Update the rows below by changing every "queried" to "prompted". Leave everything else as it is.

BEGIN

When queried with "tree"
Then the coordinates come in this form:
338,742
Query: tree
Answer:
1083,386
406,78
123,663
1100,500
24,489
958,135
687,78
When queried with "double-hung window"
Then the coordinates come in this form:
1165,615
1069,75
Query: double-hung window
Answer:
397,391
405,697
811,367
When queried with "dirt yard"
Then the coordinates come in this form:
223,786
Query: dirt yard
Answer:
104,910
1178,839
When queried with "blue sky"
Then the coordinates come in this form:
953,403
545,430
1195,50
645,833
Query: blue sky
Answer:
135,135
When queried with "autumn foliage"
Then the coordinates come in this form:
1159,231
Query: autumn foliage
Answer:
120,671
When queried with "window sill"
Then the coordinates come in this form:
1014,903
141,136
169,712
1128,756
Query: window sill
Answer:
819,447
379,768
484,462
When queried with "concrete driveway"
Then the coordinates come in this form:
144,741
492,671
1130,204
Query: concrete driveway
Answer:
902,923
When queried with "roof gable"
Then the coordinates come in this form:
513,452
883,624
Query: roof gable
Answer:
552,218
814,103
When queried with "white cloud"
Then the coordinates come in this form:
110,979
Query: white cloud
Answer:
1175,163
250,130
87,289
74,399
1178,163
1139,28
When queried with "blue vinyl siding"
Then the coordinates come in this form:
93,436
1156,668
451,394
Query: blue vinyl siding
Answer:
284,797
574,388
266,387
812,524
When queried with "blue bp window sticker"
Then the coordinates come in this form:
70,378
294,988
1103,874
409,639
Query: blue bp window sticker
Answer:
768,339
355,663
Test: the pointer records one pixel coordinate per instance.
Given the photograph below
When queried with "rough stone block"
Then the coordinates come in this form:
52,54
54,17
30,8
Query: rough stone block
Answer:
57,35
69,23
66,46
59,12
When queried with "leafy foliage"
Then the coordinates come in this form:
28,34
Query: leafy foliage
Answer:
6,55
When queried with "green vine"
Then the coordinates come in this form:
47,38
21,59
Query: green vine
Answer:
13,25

END

▶ ANSWER TO THE EXERCISE:
When prompted with "tree"
Then the coordinates come in this form:
338,742
Query: tree
Answer:
1083,386
406,78
123,663
1100,500
24,489
958,135
687,78
When prompted with "double-hung window"
Then the coordinates come in this form:
1165,615
1069,75
Query: double-hung window
Answer:
397,391
405,697
811,367
When prompted with "dirt yard"
Then the coordinates come in this form:
223,786
Query: dirt yard
Answer:
104,910
1178,839
When prompted with "blue sky"
Then the coordinates come in this form:
953,403
545,430
1195,50
645,833
Query: blue sky
Answer:
135,135
When prompted with "autumn foliage"
Then the coordinates come in this form:
1159,231
Query: autumn foliage
Answer:
120,671
When prompted with "window sill"
Then the coordinates come in this form:
1014,903
141,136
169,712
1128,756
Query: window sill
Answer:
819,447
379,768
484,462
When prompted with "concrete driveway"
Then the coordinates come in this form:
144,741
492,671
1130,204
Query: concrete driveway
Answer:
902,923
When prompted with "roof gable"
Then the coordinates come in this form:
513,452
883,624
Query: roof gable
Answer:
552,218
814,103
When prompted with "white cloud"
Then the coordinates come in this form:
110,979
Query: white cloud
Answer:
1175,163
250,130
87,289
74,399
1178,163
1139,28
When prompted with "blue vinyl siding"
Then the coordinates come in this form:
93,436
1156,668
451,394
Query: blue vinyl siding
Answer:
284,797
574,388
266,387
812,524
When prompted with "blue bp window sticker"
Then the coordinates come in this form:
70,378
294,988
1103,874
409,639
Query: blue bp window sticker
Answer:
768,339
355,663
Test: the pointer records one pixel coordinate per instance.
Given the photograph below
When prompted with "rough stone block"
Then the coordinates come in this form:
52,54
54,17
30,8
Query: rough stone block
Answer:
57,35
69,23
66,46
59,12
When prompted with "leafy foliage"
Then the coordinates come in this form:
28,34
Query: leafy foliage
Answer:
6,55
When prompted with "green vine"
Then the coordinates come in this form:
47,38
21,59
Query: green vine
Answer:
13,25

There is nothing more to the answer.